§ **Exercise**: Edit every one of these items so that "dense berry bunch" becomes "grape cluster", and leave all other text unchanged.
Material for this exercise start
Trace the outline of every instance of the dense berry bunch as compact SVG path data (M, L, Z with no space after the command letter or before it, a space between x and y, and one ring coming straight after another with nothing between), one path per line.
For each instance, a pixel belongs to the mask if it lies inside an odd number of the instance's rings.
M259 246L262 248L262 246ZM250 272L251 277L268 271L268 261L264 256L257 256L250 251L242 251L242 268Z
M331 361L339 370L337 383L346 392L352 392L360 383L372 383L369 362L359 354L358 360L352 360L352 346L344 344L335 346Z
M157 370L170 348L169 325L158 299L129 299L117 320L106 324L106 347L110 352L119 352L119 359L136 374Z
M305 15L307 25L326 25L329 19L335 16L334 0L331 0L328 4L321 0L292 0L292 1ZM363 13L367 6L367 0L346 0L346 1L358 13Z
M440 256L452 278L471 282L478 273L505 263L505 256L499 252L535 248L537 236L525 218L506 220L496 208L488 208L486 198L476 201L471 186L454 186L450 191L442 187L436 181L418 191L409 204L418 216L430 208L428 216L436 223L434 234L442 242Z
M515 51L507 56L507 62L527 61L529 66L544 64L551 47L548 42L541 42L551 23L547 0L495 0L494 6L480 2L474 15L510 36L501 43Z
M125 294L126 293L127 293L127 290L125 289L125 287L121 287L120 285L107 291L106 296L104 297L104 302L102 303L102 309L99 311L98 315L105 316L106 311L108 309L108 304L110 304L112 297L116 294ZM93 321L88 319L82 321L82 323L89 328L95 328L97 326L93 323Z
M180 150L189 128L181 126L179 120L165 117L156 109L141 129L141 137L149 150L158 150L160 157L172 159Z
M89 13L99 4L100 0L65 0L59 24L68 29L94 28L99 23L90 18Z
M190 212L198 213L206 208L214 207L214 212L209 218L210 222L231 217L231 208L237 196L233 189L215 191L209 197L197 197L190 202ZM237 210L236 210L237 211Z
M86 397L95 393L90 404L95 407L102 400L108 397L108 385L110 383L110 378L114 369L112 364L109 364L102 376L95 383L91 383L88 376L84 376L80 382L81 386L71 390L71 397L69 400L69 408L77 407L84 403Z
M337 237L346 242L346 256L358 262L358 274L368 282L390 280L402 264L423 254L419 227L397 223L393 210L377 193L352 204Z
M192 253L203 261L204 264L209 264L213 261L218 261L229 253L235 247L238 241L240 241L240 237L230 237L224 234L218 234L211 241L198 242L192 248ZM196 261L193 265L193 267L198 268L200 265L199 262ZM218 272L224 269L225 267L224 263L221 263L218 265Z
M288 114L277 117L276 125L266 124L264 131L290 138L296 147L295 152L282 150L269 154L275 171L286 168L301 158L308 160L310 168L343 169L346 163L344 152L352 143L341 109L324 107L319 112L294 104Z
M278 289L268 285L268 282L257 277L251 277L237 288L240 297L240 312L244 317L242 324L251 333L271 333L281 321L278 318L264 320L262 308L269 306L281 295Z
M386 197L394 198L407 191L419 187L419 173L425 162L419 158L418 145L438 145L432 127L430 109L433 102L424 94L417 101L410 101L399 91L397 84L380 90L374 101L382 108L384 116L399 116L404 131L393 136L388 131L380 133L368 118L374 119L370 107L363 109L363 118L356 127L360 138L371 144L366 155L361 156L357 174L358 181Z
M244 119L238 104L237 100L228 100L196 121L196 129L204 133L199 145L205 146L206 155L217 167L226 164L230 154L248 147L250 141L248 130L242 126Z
Material for this exercise end
§ **Answer to the problem**:
Trace the outline of every instance of the grape cluster as compact SVG path data (M, L, Z with no space after the command letter or before it, a space between x and y, and one ring coming straight after another with nothing between), one path per line.
For each instance, a pixel belongs to the mask if it lies inside an odd number of the instance's rings.
M259 246L262 248L262 246ZM250 272L251 277L268 271L268 261L264 256L257 256L250 251L242 251L242 268Z
M331 361L339 370L337 383L346 392L352 392L360 383L372 383L369 362L359 354L358 360L352 360L352 346L344 344L335 346Z
M157 370L170 348L169 325L158 299L129 299L117 320L106 324L106 347L110 352L119 352L119 359L136 374Z
M305 15L307 25L326 25L329 19L335 16L334 0L331 0L328 4L321 0L292 0L292 1ZM363 13L367 6L367 0L346 0L346 1L358 13Z
M440 256L452 278L471 282L478 273L505 263L505 256L499 252L535 248L537 236L525 218L506 220L496 208L488 208L486 198L476 201L471 186L454 186L450 191L442 187L436 181L418 191L409 204L418 216L430 208L428 216L436 223L434 234L442 242Z
M515 51L507 56L507 62L527 61L529 66L544 64L551 47L548 42L541 42L551 23L547 0L495 0L494 6L480 2L474 15L510 36L501 43Z
M125 294L126 293L127 293L127 290L125 289L125 287L121 287L120 285L107 291L106 296L104 297L104 302L102 303L102 309L99 311L98 315L105 316L106 311L108 309L108 304L110 304L112 297L116 294ZM93 321L88 319L82 321L82 323L89 328L95 328L97 326L93 323Z
M180 150L189 128L181 126L179 120L165 117L156 109L141 129L141 137L149 150L158 150L160 157L172 159Z
M89 13L99 4L100 0L65 0L59 24L68 29L94 28L99 23L90 18Z
M190 212L198 213L206 208L214 207L214 212L209 218L210 222L231 217L231 208L237 196L233 189L215 191L209 197L197 197L190 202ZM237 210L236 210L237 211Z
M86 397L95 393L90 404L95 407L102 400L108 397L108 385L110 383L110 378L114 369L112 364L109 364L102 376L95 383L91 383L88 376L84 376L80 382L81 386L71 390L71 397L69 400L69 408L77 407L84 403Z
M337 237L346 242L346 256L358 262L358 274L368 282L390 280L402 264L423 254L419 227L397 223L393 210L377 193L352 204Z
M192 253L203 261L204 264L209 264L213 261L218 261L229 253L235 247L238 241L240 241L240 237L230 237L224 234L218 234L211 241L198 242L192 248ZM196 261L193 265L193 267L198 268L200 265L199 262ZM218 272L224 269L225 267L224 263L221 263L218 265Z
M288 114L277 117L276 125L266 124L264 131L290 138L296 147L295 152L282 150L269 154L275 171L286 168L301 158L308 160L310 168L343 169L346 163L344 152L352 143L341 109L324 107L319 112L294 104Z
M278 289L268 285L268 282L257 277L251 277L237 288L240 297L240 312L244 317L242 324L251 333L271 333L281 321L278 318L264 320L262 308L269 306L281 295Z
M386 197L394 198L407 191L419 187L419 173L425 162L419 158L418 145L438 145L432 127L430 109L433 102L424 94L417 101L410 101L399 91L397 84L380 90L374 101L382 108L384 116L399 116L404 131L393 136L388 131L380 133L368 118L374 119L370 107L363 109L363 118L356 127L360 138L371 144L366 155L361 156L357 174L358 181Z
M244 119L238 104L237 100L228 100L196 121L196 129L204 133L199 145L205 146L206 155L217 167L226 164L230 154L248 147L250 141L248 130L242 126Z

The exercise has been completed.